Dataset rows

start

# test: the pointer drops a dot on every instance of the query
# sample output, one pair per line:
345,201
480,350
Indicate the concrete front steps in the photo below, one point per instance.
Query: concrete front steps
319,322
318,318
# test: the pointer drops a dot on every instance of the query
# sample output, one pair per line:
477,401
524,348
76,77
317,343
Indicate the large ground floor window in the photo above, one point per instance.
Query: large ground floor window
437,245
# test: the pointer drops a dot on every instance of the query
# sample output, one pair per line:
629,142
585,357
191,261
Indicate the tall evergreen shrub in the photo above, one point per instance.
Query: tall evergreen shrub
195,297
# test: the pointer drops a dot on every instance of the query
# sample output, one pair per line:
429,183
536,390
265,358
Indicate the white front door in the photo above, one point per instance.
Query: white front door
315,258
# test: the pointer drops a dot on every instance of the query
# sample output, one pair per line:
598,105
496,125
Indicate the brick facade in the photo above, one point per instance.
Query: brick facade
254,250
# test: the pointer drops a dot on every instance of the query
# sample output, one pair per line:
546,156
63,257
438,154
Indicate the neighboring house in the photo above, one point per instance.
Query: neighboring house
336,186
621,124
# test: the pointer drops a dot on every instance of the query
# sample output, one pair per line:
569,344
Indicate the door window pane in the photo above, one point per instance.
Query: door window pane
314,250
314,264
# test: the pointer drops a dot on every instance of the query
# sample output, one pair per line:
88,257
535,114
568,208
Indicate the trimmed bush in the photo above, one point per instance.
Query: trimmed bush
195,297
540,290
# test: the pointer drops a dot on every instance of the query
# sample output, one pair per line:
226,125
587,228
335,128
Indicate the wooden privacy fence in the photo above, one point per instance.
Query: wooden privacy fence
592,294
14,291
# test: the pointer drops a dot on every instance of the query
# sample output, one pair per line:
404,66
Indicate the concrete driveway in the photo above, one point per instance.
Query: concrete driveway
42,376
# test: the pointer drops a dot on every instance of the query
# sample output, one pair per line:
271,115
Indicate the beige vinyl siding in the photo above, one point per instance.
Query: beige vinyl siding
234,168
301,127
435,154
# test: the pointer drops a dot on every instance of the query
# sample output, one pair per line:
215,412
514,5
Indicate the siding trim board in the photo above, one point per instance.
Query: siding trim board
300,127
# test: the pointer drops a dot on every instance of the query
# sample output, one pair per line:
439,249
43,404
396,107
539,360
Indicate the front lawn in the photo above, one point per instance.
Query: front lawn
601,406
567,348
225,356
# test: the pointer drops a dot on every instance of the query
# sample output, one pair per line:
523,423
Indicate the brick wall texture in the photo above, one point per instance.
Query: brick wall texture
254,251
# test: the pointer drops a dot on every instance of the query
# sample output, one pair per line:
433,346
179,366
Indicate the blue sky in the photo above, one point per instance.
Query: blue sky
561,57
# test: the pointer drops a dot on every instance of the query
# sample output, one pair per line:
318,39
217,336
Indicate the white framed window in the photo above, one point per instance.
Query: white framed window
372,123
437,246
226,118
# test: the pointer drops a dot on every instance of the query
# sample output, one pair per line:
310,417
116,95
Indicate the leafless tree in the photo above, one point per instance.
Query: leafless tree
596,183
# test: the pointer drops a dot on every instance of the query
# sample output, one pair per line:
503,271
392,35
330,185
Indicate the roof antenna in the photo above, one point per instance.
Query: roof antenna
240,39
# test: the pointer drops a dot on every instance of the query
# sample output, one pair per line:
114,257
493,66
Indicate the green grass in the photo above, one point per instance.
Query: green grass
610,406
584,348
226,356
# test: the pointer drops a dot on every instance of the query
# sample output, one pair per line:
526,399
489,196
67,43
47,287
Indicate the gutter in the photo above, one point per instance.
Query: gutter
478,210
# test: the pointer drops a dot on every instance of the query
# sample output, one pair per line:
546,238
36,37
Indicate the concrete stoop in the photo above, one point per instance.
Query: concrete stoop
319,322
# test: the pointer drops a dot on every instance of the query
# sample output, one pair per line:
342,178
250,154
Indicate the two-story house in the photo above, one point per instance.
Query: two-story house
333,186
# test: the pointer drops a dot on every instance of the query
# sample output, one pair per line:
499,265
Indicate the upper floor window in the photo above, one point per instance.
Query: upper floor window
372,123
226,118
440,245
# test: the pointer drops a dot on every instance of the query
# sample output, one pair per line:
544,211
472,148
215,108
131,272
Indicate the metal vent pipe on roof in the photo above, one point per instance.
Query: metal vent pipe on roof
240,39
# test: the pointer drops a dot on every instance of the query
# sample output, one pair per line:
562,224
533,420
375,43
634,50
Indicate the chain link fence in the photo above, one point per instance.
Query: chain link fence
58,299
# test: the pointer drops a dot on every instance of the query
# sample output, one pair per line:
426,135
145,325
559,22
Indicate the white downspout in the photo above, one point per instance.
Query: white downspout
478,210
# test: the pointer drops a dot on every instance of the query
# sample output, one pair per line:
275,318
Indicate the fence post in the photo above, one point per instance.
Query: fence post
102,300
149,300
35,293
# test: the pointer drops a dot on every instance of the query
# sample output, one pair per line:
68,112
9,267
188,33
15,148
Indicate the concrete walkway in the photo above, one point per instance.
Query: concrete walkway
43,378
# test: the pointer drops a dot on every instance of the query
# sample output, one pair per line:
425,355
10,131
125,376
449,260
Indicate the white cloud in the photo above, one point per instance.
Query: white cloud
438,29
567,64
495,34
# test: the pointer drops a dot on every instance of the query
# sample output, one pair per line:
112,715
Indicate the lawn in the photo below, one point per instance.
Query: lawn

end

The task
Print the material once more, exactly.

Task output
# test: the pointer drops a dot on every instance of the query
# sample output, one pair per line:
345,201
480,350
Indicate the concrete front steps in the photo below, one point per instance.
Query: concrete front steps
319,322
318,318
# test: the pointer drops a dot on every instance of the query
# sample output, one pair per line:
477,401
524,348
76,77
317,343
Indicate the large ground floor window in the photo above, one point per instance.
Query: large ground floor window
437,245
# test: the pointer drops a dot on every instance of the query
# sample output, one pair per line:
629,142
585,357
191,261
Indicate the tall evergreen shrub in the photo above, one point per instance.
Query: tall evergreen shrub
195,297
# test: the pointer drops a dot on every instance of the query
# sample output, one pair per line:
429,183
536,390
265,358
Indicate the white front door in the photo above, one point per instance.
Query: white front door
315,258
# test: the pointer drops a dot on every instance of the query
# sample output, one pair per line:
598,105
496,125
Indicate the brick facade in the photo above, one point per instance.
Query: brick facade
254,250
# test: the pointer drops a dot on every instance of the query
# sample output, one pair per line:
546,156
63,257
438,154
Indicate the neighboring house in the photo above, one point per instance.
Query: neighboring house
336,186
621,124
# test: the pointer drops a dot on every instance of the query
# sample output, one pair per line:
569,344
Indicate the door window pane in the photo above, one point per instance.
Query: door window pane
314,250
314,264
# test: the pointer drops a dot on every instance of the query
# sample output, one pair per line:
88,257
535,114
568,208
Indicate the trimmed bush in the photo above, one point per instance.
Query: trimmed bush
195,297
540,290
# test: the pointer drops a dot on every instance of the query
# sample output, one pair per line:
226,125
587,228
335,128
Indicate the wooden privacy fence in the photo above, one point per instance.
Query: wooden privacy fence
592,294
14,291
# test: the pointer drops a dot on every instance of the query
# sample output, one pair per line:
404,66
Indicate the concrete driveway in the photo above, one point per instance.
Query: concrete driveway
42,376
# test: the pointer drops a dot on every instance of the query
# sample output, one pair per line:
271,115
Indicate the beige vinyl siding in the photo above, one point per instance.
Query: beige vinyl siding
234,168
301,127
435,154
# test: the pointer drops a dot on every instance of the query
# sample output, one pair per line:
215,412
514,5
Indicate the siding trim board in the photo above, one point per instance.
Query: siding trim board
300,127
# test: the pointer drops a dot on every instance of the query
# sample output, one pair per line:
439,249
43,404
396,107
539,360
Indicate the front lawn in the photo above, one point per instance.
Query: front lawn
601,406
567,348
225,356
# test: the pointer drops a dot on every instance of the query
# sample output, one pair per line:
523,423
Indicate the brick wall texture in the photo above, one point per instance.
Query: brick wall texture
254,251
# test: the pointer drops a dot on every instance of the query
# sample output, one pair per line:
433,346
179,366
Indicate the blue sky in the photo above, one point per instance.
Query: blue sky
561,57
# test: the pointer drops a dot on every instance of the query
# sample output, one pair per line:
318,39
217,336
Indicate the white framed window in the photo above, one point per instance.
Query: white framed window
372,123
437,246
226,118
# test: the pointer drops a dot on every instance of the query
# sample output, one pair per line:
310,417
116,95
Indicate the leafless tree in the photo above, one point per instance.
Query: leafless tree
596,183
# test: the pointer drops a dot on every instance of the query
# sample output, one pair per line:
503,271
392,35
330,185
Indicate the roof antenna in the photo above, one point per instance.
Query: roof antenna
240,39
# test: the pointer drops a dot on every instance of the query
# sample output, one pair per line:
114,257
493,66
Indicate the green grass in the photo above, one point per instance.
Query: green grass
610,406
584,348
226,356
# test: the pointer drops a dot on every instance of the query
# sample output, one pair per line:
526,399
489,196
67,43
47,287
Indicate the gutter in the photo above, one point per instance.
Query: gutter
478,210
# test: the pointer drops a dot on every instance of the query
# sample output, one pair per line:
546,238
36,37
Indicate the concrete stoop in the photo above, one point per instance.
Query: concrete stoop
319,322
# test: the pointer drops a dot on every instance of the query
# sample output, one pair per line:
342,178
250,154
Indicate the two-story house in the photo above, one point per instance.
Query: two-story house
333,186
# test: the pointer drops a dot on every instance of the query
# sample output, one pair per line:
499,265
Indicate the upper floor window in the photo above, one point per instance.
Query: upper floor window
372,123
226,118
440,245
# test: the pointer drops a dot on every instance of the query
# sample output, one pair per line:
544,211
472,148
215,108
131,272
Indicate the metal vent pipe on roof in the photo above, one point per instance.
Query: metal vent pipe on roof
240,39
# test: the pointer drops a dot on every instance of the query
# sample output, one pair per line:
562,224
533,420
375,43
634,50
Indicate the chain link fence in the photo above, one point per instance.
Query: chain link fence
58,299
# test: the pointer drops a dot on every instance of the query
# sample output, one pair per line:
426,135
145,325
559,22
Indicate the white downspout in the photo above, one point per instance.
Query: white downspout
478,210
# test: the pointer drops a dot on every instance of the query
# sample output, one pair per line:
275,318
Indicate the fence post in the photo above, one point per instance.
Query: fence post
102,300
149,300
35,293
# test: the pointer drops a dot on every instance of the query
# sample output, one pair per line:
68,112
9,267
188,33
15,148
Indicate the concrete walkway in the photo above, one point per instance.
Query: concrete walkway
43,378
# test: the pointer drops a dot on every instance of the query
# sample output, one pair per line:
425,355
10,131
125,376
449,260
Indicate the white cloud in the photo above, one point per instance.
Query: white cloud
438,29
567,64
495,34
# test: the pointer drops a dot on every instance of the query
# sample output, one pair per line:
112,715
Indicate the lawn in the photo below, one point per instance.
Query: lawn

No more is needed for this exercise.